Task directions ->
Convert each line of every item into a Markdown table with two columns, Row and Line, and leave out blank lines.

<<<<

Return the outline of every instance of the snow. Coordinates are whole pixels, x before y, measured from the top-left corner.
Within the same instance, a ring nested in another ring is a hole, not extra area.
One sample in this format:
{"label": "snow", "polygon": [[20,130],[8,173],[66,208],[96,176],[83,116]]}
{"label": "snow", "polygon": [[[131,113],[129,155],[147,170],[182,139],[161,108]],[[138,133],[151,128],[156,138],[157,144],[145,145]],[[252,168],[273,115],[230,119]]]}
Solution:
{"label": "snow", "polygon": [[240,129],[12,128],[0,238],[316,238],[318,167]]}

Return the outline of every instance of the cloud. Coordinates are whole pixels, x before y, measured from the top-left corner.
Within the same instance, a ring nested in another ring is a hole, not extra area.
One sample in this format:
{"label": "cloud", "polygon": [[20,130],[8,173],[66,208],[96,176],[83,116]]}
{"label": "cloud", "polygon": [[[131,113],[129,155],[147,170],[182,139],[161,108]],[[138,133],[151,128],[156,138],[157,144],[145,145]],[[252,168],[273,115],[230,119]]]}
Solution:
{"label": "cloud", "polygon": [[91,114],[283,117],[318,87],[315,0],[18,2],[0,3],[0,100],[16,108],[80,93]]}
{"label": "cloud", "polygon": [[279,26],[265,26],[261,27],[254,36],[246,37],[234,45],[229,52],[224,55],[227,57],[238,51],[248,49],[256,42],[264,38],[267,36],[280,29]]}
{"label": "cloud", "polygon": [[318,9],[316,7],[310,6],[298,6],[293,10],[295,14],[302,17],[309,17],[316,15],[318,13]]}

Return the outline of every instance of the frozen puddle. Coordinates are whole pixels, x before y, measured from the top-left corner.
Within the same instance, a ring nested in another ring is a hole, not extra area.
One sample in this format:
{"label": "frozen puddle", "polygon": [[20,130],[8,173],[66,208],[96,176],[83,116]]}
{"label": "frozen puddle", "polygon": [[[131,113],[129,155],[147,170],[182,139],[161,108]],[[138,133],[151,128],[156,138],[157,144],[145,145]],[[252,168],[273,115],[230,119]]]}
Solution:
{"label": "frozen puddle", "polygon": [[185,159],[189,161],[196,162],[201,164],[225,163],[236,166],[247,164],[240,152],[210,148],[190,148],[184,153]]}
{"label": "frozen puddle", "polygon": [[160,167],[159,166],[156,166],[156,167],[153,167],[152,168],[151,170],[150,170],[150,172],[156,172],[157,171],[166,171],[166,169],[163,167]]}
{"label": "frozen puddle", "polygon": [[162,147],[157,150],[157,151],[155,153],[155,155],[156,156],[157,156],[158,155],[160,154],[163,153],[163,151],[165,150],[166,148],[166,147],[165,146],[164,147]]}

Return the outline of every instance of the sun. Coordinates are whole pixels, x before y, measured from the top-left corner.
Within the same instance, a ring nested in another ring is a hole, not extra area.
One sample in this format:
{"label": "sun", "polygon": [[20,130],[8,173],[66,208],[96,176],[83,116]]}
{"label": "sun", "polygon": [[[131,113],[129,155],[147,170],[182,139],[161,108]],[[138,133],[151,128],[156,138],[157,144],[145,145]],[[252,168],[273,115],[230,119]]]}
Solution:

>>>>

Right answer ->
| Row | Line |
|---|---|
| 1 | Return the outline of every instance of the snow. Coordinates are whole pixels, x before y, measured from the top-left corner. |
| 2 | Within the same instance, a ring nested in another ring is a hole, not extra area. |
| 3 | One sample in this format: |
| 4 | {"label": "snow", "polygon": [[20,130],[8,173],[66,208],[96,176],[83,116]]} |
| 5 | {"label": "snow", "polygon": [[[131,113],[129,155],[147,170],[182,139],[161,108]],[[138,133],[151,128],[156,138],[157,144],[145,145]],[[252,168],[273,115],[230,119]]]} |
| 6 | Solution: |
| 7 | {"label": "snow", "polygon": [[240,129],[12,128],[0,238],[316,238],[318,167]]} |
| 8 | Return the outline of every instance of the cloud. Coordinates are whole pixels, x before y, measured from the top-left corner. |
| 9 | Within the same instance, a ring nested in another ring is a hole, not extra area. |
| 10 | One sample in this format: |
| 11 | {"label": "cloud", "polygon": [[20,130],[8,173],[66,208],[96,176],[83,116]]} |
| 12 | {"label": "cloud", "polygon": [[[131,113],[129,155],[147,170],[182,139],[161,108]],[[138,133],[151,128],[156,138],[157,144],[145,145]],[[252,168],[273,115],[230,119]]]} |
| 13 | Solution: |
| 14 | {"label": "cloud", "polygon": [[91,114],[283,117],[318,87],[315,0],[18,2],[0,3],[0,100],[16,108],[80,93]]} |
| 15 | {"label": "cloud", "polygon": [[279,26],[265,26],[261,27],[254,36],[246,37],[234,45],[229,52],[224,55],[227,57],[238,51],[248,49],[256,42],[264,38],[267,36],[280,29]]} |
| 16 | {"label": "cloud", "polygon": [[318,9],[316,7],[310,6],[298,6],[293,10],[295,14],[302,17],[309,17],[316,15],[318,13]]} |
| 17 | Return the outline of every instance of the frozen puddle. Coordinates are whole pixels, x before y, measured from the top-left corner. |
| 18 | Within the same instance, a ring nested in another ring is a hole, not extra area. |
| 19 | One sample in this format: |
| 20 | {"label": "frozen puddle", "polygon": [[20,130],[8,173],[66,208],[96,176],[83,116]]} |
| 21 | {"label": "frozen puddle", "polygon": [[[131,113],[129,155],[147,170],[182,139],[161,108]],[[138,133],[151,128],[156,138],[157,144],[145,145]],[[252,168],[273,115],[230,119]]]} |
| 22 | Solution: |
| 23 | {"label": "frozen puddle", "polygon": [[185,159],[189,161],[196,162],[201,164],[225,163],[236,166],[247,164],[240,152],[210,148],[190,148],[184,153]]} |
| 24 | {"label": "frozen puddle", "polygon": [[160,167],[159,166],[156,166],[156,167],[153,167],[152,168],[151,170],[150,170],[150,172],[156,172],[157,171],[166,171],[166,169],[163,167]]} |
| 25 | {"label": "frozen puddle", "polygon": [[162,147],[157,150],[157,151],[155,153],[155,155],[156,156],[157,156],[158,155],[160,154],[163,153],[163,151],[165,150],[166,148],[166,147],[165,146],[164,147]]} |
| 26 | Return the outline of every instance of the sun. Coordinates are whole pixels, x before y, measured from the top-left corner. |
| 27 | Within the same instance, a ring nested in another ring is a hole, not extra area. |
| 28 | One sample in this format: |
| 29 | {"label": "sun", "polygon": [[20,130],[8,173],[66,208],[96,176],[83,116]]} |
| 30 | {"label": "sun", "polygon": [[[131,113],[129,155],[147,170],[182,139],[161,108]],[[138,133],[151,128],[156,138],[157,144],[145,145]],[[252,168],[273,115],[230,119]]]} |
| 31 | Solution: |